▶ _Task statement_: Go over the data and keep only the lines that include "umbrella".

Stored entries
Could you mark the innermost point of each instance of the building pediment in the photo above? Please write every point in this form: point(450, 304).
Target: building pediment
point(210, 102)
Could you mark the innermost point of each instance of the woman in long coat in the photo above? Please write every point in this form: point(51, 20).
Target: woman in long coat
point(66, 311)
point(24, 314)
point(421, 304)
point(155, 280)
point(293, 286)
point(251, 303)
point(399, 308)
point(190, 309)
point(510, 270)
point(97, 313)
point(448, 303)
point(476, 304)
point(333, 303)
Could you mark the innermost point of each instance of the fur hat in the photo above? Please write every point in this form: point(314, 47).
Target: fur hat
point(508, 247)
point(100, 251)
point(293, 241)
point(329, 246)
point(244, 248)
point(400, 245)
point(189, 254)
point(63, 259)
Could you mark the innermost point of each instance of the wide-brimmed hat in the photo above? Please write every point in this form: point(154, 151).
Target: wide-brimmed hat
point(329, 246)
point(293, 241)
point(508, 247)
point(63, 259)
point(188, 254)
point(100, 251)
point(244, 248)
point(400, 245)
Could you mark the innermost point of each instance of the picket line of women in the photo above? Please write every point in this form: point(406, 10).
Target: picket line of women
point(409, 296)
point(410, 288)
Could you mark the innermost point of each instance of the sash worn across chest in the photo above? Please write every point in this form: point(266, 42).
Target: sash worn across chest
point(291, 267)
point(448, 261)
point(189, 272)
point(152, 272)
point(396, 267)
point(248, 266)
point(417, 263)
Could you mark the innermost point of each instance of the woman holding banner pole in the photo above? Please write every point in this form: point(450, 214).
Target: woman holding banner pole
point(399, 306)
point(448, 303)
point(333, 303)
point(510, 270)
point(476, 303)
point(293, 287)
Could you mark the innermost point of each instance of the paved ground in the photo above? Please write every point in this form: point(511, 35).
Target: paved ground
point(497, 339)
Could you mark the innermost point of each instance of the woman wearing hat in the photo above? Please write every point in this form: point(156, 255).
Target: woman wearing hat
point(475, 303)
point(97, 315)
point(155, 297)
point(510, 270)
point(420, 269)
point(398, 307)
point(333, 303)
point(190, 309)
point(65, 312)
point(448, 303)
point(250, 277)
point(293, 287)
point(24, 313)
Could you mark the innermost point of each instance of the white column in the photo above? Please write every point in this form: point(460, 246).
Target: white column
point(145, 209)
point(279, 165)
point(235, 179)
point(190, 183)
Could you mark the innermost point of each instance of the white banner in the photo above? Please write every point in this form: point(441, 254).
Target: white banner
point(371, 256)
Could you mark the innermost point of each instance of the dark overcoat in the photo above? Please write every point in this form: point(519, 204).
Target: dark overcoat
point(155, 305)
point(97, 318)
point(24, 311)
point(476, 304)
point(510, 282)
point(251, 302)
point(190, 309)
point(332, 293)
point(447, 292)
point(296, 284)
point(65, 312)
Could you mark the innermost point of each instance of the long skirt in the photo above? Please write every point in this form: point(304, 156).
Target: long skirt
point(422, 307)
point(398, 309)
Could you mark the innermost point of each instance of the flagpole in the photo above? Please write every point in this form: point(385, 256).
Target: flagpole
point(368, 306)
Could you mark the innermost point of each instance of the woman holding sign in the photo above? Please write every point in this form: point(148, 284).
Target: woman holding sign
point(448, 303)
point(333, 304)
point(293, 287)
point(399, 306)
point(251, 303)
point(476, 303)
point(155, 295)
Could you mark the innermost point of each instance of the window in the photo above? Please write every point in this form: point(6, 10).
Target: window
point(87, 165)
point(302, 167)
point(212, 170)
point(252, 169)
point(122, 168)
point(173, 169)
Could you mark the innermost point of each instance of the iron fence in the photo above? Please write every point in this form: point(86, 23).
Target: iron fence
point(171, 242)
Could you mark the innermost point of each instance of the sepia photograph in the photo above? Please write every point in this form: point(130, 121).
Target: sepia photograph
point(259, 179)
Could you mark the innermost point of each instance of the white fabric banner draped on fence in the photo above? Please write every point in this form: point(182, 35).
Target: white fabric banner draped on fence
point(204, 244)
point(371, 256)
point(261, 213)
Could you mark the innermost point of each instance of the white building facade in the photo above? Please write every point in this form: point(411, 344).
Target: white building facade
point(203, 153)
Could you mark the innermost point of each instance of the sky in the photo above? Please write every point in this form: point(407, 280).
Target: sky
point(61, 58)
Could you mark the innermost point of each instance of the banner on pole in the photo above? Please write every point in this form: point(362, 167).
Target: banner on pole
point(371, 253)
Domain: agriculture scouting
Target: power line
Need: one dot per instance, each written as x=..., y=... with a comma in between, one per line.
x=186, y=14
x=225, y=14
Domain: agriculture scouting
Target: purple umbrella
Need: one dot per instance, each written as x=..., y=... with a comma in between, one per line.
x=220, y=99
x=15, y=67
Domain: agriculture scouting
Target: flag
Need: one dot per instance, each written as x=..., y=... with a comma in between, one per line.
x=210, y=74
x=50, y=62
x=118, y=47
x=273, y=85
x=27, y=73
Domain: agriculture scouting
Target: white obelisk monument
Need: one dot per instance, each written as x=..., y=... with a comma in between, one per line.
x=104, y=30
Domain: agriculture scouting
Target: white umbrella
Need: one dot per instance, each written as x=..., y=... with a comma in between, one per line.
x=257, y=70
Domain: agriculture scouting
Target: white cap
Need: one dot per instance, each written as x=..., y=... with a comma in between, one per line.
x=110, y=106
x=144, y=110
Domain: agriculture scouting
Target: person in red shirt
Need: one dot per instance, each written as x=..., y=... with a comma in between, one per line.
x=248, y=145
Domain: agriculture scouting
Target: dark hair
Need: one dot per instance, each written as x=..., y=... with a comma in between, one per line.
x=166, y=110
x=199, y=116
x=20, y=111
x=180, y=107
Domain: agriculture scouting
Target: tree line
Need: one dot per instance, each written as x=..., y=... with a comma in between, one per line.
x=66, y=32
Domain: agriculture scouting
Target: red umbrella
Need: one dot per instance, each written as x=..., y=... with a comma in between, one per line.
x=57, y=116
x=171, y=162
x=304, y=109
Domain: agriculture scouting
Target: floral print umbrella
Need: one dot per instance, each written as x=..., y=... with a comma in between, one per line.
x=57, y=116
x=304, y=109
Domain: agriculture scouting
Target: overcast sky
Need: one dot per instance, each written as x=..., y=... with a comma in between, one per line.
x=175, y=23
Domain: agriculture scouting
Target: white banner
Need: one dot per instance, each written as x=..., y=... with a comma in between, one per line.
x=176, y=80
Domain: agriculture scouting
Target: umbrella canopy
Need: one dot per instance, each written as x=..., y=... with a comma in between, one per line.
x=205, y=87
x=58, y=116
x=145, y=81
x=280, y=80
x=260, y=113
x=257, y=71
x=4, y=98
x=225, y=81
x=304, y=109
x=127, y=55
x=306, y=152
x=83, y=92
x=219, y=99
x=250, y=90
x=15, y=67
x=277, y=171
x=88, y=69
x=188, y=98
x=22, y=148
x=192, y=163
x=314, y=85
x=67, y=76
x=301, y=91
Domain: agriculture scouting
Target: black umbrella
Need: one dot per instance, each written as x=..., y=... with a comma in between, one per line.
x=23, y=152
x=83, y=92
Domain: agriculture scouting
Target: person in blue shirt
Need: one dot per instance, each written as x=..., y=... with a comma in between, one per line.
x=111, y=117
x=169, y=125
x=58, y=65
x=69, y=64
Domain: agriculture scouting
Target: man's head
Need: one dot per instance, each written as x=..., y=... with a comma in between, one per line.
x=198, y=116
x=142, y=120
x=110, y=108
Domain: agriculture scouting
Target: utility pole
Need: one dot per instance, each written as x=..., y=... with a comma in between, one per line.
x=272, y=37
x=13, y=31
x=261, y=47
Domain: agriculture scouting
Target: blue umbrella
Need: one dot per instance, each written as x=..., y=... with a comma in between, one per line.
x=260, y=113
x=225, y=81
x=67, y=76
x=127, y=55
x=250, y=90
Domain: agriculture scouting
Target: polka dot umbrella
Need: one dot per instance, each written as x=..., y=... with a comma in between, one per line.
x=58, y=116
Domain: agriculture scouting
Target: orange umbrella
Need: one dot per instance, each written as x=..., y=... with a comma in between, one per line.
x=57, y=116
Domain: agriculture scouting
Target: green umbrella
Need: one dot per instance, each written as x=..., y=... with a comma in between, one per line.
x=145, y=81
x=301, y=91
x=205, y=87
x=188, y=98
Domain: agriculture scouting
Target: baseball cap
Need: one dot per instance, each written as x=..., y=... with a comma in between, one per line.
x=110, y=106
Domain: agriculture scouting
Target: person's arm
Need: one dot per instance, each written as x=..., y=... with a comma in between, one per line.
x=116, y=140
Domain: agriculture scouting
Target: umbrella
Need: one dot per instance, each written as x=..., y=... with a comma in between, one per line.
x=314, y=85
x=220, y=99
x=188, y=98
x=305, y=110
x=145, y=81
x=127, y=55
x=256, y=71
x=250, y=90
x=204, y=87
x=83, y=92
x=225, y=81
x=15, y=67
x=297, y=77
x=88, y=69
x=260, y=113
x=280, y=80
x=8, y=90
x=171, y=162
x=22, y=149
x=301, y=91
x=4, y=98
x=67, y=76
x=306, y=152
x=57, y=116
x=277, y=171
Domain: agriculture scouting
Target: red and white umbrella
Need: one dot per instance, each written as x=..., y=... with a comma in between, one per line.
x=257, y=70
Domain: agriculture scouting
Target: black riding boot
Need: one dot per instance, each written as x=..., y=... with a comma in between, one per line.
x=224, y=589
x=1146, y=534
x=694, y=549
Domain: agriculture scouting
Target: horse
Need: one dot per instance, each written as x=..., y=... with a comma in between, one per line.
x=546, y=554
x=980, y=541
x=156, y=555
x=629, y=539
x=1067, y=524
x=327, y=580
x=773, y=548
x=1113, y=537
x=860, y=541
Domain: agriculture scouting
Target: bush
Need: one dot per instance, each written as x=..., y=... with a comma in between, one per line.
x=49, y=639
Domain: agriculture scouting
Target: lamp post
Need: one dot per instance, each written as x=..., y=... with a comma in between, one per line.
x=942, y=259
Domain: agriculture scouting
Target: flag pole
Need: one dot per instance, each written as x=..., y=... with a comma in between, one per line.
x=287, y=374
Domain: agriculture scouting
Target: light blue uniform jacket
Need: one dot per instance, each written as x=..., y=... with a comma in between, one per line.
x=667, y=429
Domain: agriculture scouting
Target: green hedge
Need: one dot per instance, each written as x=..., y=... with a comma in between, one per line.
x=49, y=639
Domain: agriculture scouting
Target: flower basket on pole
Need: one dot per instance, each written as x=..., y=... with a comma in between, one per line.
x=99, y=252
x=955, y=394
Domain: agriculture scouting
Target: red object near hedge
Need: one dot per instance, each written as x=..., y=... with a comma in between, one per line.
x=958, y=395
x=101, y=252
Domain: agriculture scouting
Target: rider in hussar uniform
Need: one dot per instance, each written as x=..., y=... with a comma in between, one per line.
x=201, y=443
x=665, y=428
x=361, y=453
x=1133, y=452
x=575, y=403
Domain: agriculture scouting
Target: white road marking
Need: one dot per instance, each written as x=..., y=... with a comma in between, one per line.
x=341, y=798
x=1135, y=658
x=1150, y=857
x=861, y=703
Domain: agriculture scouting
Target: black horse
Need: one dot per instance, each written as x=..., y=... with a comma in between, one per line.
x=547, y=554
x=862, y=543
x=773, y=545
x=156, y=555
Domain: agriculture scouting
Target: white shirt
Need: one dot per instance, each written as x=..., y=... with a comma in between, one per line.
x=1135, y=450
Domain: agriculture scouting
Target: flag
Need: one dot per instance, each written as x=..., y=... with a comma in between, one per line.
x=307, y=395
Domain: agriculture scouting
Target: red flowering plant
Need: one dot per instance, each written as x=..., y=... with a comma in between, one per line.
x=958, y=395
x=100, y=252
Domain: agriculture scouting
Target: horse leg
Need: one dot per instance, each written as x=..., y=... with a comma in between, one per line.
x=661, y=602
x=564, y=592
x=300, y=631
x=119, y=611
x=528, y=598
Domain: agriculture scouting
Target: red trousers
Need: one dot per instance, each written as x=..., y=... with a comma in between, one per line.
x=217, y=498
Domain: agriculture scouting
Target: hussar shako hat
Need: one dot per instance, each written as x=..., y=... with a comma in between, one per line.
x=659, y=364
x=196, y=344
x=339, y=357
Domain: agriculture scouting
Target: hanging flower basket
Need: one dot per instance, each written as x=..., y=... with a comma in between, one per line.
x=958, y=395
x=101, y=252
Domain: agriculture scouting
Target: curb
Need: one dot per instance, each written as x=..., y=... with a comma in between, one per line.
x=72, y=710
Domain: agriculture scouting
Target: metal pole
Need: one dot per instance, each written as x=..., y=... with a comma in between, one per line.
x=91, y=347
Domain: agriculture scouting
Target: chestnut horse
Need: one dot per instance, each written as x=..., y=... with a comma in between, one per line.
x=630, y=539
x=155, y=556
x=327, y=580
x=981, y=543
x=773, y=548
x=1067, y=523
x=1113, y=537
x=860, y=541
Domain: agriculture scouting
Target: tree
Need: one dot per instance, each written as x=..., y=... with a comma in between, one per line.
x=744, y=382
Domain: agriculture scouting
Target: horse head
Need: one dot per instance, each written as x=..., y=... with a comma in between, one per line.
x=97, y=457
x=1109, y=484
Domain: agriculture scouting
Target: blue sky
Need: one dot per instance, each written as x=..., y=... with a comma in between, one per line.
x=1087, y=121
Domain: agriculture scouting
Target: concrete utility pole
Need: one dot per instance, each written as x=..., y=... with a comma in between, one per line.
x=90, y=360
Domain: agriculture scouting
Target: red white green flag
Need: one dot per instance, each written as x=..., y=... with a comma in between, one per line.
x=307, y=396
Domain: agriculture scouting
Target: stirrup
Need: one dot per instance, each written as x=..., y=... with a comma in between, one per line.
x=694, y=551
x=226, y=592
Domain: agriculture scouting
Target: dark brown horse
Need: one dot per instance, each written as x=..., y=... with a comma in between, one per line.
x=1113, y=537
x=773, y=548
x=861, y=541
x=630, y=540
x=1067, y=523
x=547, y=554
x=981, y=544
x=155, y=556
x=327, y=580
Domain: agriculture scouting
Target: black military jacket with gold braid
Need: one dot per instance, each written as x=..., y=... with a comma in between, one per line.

▶ _Result of this exercise_:
Target: purple umbrella
Target: white umbrella
Target: red umbrella
Target: floral print umbrella
Target: umbrella canopy
Target: black umbrella
Target: blue umbrella
Target: polka dot umbrella
Target: orange umbrella
Target: green umbrella
Target: umbrella
Target: red and white umbrella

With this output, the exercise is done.